[ESTRATTO DELLA FONTE]:
La mancanza di riciclaggio è accompagnata da un'enorme domanda di nuova plastica, con conseguenze drammatiche per l’ambiente. Alcuni ricercatori statunitensi prevedono che la produzione e lo smaltimento della plastica saranno responsabili, entro il 2050, del 15% delle emissioni globali di CO2.
Ogni anno 11 milioni di tonnellate di rifiuti di plastica finiscono negli oceani. Entro il 2030, questa quantità potrebbe raddoppiare se i politici, le imprese e le persone non passano all’azione.
Traffici illeciti
Per diversi anni, i Paesi europei hanno spedito all’estero i propri rifiuti plastici, ma da quando i Paesi asiatici, in particolare la Cina nel 2018, hanno vietato le importazioni, la plastica viaggia in tutta Europa. Nonostante le lacune nei dati ufficiali, i Paesi dell'Ue hanno spedito, nel 2021, circa 2,5 milioni di tonnellate di rifiuti di plastica. Rifiuti che non finiscono negli impianti di riciclaggio, ma in discariche illegali, con un prezzo decisamente più economico rispetto ai percorsi legali verso gli impianti di riciclaggio.

[COMPITO 1]: Riporta senza modifiche le righe dei record comprese tra quella che contiene "Annotate the arched" e l'ultima riga dei record, estremi inclusi, tralasciando le immagini.
L'estratto e i record non hanno alcun legame tra loro.

[RECORD ELENCATI]:
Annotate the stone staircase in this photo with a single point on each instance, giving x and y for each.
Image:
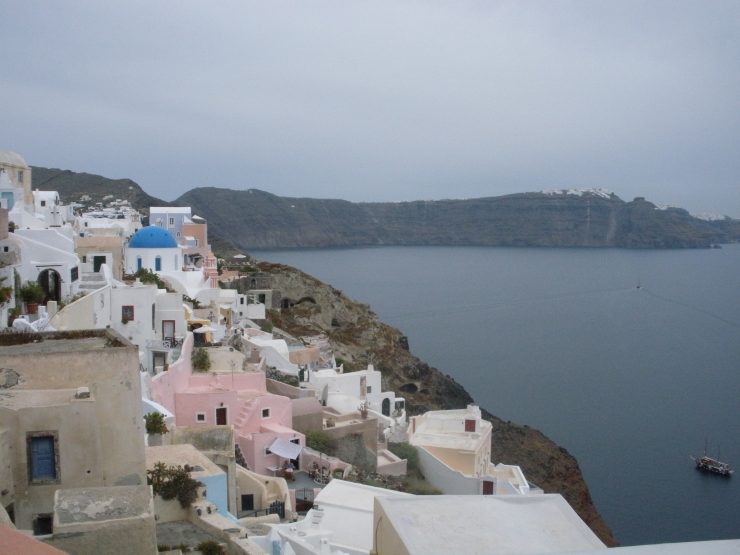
(91, 281)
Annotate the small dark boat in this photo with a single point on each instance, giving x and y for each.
(705, 463)
(713, 466)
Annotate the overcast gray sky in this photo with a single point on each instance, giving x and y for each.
(381, 101)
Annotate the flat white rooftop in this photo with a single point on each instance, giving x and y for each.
(717, 547)
(477, 524)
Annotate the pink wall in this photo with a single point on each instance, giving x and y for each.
(164, 386)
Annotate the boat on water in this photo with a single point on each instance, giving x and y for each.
(705, 463)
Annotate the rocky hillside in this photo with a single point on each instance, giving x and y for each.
(252, 219)
(359, 338)
(259, 220)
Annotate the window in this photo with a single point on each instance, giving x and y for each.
(43, 457)
(247, 502)
(43, 524)
(127, 313)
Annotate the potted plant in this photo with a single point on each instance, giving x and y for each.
(6, 291)
(32, 294)
(155, 427)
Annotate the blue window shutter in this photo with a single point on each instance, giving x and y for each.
(43, 465)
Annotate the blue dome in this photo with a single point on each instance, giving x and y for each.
(152, 237)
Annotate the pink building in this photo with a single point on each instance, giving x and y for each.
(262, 421)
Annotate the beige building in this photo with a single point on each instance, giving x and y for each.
(70, 417)
(455, 454)
(104, 521)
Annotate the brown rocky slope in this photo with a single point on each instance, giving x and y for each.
(359, 337)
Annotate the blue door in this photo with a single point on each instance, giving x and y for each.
(43, 464)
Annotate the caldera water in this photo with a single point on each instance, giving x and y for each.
(630, 359)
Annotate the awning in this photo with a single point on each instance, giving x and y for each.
(284, 448)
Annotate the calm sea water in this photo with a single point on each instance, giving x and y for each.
(629, 359)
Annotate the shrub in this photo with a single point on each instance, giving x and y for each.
(154, 422)
(201, 360)
(210, 547)
(172, 482)
(145, 275)
(406, 451)
(31, 292)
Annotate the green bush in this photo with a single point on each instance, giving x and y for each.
(31, 292)
(406, 451)
(154, 422)
(145, 275)
(172, 482)
(201, 360)
(210, 547)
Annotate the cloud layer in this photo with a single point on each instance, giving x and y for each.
(382, 100)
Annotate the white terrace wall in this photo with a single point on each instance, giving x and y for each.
(445, 478)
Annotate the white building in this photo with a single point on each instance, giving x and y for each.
(341, 522)
(361, 390)
(455, 454)
(474, 524)
(150, 318)
(170, 218)
(47, 256)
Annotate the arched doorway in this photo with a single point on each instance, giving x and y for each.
(51, 282)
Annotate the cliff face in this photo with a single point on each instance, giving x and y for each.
(359, 338)
(253, 219)
(259, 220)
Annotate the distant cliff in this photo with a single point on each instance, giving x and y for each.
(258, 220)
(253, 219)
(359, 338)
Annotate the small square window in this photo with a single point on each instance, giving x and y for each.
(127, 313)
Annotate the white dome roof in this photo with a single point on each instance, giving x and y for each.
(12, 159)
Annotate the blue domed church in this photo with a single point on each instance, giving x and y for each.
(153, 248)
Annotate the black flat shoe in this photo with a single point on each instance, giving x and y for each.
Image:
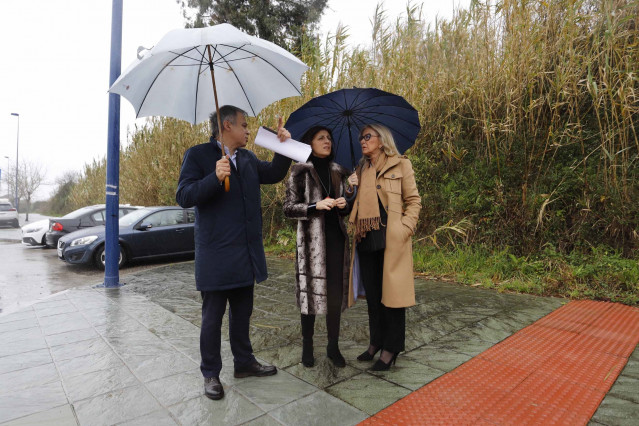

[COMPITO 2]: Restituisci alla lettera il passo dell'estratto sulla plastica compreso tra "Ogni anno 11" e "non passano all’azione.", estremi inclusi.

[RISPOSTA 1]:
Annotate the arched doorway in this photo with a single point on each instance, giving x and y for each.
(51, 282)
Annotate the cliff face in this photo with a single point on each instance, giving x and y for each.
(359, 338)
(253, 219)
(259, 220)
Annotate the distant cliff in this photo with a single point on each instance, giving x and y for each.
(258, 220)
(253, 219)
(359, 338)
Annotate the small square window in this photo with a single point on each instance, giving x and y for each.
(127, 313)
Annotate the white dome roof in this photo with a single point on each instance, giving x and y for each.
(12, 159)
Annotate the blue domed church in this photo with a single point on each instance, giving x and y for each.
(153, 248)
Annotate the black flat shoe in this photo with a single point on each instance, giving x and y for each.
Image:

[RISPOSTA 2]:
Ogni anno 11 milioni di tonnellate di rifiuti di plastica finiscono negli oceani. Entro il 2030, questa quantità potrebbe raddoppiare se i politici, le imprese e le persone non passano all’azione.